◆ **Exercise instructions**: Please find each line in the material below that contains the word "coordinates" and copy those lines in full.

◆ **Records for the exercise**:

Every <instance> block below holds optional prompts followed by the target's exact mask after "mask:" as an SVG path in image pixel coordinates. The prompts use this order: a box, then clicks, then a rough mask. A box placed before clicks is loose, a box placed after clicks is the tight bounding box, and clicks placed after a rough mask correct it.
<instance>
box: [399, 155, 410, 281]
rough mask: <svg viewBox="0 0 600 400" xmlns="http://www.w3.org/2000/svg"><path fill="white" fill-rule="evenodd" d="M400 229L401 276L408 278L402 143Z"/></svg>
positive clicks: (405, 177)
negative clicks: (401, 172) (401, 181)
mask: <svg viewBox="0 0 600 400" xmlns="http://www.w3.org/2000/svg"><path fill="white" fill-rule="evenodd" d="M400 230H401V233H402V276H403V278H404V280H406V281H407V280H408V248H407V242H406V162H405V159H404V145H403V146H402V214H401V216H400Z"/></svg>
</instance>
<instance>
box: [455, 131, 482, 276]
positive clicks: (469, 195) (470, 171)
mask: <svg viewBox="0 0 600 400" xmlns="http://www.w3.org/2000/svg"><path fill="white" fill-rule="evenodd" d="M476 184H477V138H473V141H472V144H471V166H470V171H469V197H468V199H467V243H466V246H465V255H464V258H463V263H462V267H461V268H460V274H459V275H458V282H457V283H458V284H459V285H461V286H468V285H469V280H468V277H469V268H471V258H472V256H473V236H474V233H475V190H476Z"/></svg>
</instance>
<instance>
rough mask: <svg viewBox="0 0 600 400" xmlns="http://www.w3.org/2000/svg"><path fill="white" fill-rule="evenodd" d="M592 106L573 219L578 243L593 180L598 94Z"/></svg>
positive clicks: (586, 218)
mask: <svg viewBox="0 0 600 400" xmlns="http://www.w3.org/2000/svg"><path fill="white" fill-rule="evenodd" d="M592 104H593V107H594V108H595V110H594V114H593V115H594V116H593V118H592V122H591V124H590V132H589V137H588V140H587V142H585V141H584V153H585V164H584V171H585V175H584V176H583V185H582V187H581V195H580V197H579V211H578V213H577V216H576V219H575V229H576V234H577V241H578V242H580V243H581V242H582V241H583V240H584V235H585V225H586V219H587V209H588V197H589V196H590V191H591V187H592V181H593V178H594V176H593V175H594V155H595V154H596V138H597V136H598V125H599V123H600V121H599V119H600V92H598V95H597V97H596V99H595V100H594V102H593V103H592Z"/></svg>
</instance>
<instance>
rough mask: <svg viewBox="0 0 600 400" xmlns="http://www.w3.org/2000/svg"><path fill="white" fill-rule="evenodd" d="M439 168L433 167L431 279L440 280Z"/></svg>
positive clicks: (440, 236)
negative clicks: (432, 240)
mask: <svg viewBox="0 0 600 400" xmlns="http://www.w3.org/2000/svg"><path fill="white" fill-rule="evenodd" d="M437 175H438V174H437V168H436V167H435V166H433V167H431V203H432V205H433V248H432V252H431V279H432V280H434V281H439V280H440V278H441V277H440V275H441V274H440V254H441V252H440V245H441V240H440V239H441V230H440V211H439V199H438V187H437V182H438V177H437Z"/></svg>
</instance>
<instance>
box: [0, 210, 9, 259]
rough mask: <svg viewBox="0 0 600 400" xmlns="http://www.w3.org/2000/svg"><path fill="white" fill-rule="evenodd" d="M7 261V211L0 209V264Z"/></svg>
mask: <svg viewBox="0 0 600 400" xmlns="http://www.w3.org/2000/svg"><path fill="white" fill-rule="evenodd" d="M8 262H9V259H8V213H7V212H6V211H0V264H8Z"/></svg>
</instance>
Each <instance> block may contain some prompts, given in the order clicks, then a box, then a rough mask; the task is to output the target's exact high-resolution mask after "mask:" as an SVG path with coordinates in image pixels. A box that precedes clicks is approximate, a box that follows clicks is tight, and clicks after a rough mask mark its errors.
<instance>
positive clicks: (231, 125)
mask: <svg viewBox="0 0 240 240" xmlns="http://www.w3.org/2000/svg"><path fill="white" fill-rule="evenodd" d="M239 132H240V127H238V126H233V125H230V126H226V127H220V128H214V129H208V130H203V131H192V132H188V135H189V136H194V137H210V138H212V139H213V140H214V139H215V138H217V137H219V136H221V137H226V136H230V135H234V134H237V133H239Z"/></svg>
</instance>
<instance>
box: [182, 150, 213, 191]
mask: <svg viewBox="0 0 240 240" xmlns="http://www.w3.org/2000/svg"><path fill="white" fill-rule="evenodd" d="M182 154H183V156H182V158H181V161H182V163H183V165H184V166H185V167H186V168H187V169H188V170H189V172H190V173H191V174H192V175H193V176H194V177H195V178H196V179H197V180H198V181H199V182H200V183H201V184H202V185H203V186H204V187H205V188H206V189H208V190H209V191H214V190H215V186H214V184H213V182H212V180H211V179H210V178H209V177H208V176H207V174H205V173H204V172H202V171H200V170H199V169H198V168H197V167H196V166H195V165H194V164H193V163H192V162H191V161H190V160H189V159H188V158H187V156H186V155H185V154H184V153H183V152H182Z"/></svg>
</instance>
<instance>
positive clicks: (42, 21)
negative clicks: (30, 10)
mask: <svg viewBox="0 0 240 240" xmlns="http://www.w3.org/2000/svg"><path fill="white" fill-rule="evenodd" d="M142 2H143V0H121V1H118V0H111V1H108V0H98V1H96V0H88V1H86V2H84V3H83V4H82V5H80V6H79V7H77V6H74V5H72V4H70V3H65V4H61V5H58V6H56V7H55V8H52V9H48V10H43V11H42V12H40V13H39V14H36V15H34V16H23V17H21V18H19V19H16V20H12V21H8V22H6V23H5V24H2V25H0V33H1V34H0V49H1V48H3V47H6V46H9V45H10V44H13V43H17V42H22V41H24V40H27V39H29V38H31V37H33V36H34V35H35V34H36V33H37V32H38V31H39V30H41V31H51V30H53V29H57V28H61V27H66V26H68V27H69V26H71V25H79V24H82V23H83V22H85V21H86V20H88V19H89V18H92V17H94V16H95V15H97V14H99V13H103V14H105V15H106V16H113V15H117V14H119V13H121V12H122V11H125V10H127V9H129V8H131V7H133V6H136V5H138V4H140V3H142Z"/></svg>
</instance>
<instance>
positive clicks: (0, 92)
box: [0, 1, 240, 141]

==

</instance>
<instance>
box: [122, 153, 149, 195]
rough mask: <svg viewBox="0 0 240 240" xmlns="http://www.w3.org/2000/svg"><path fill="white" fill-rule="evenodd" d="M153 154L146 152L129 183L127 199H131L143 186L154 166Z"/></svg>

◆ **Result below**:
Every <instance> block below holds optional prompts followed by the target's exact mask after "mask:" as an SVG path in image pixel coordinates. The prompts use this order: a box, then clicks, then a rough mask. A box placed before clicks is loose, a box placed after clicks is the tight bounding box, and clicks placed after a rough mask correct it.
Each <instance> block may contain some prompts, given in the order clicks, then a box, then a rough mask; the task is to output the target's exact high-resolution mask after "mask:" as an SVG path with coordinates in image pixels. A box that precedes clicks is approximate, a box that follows clicks is tight, and clicks after a rough mask mark its errors.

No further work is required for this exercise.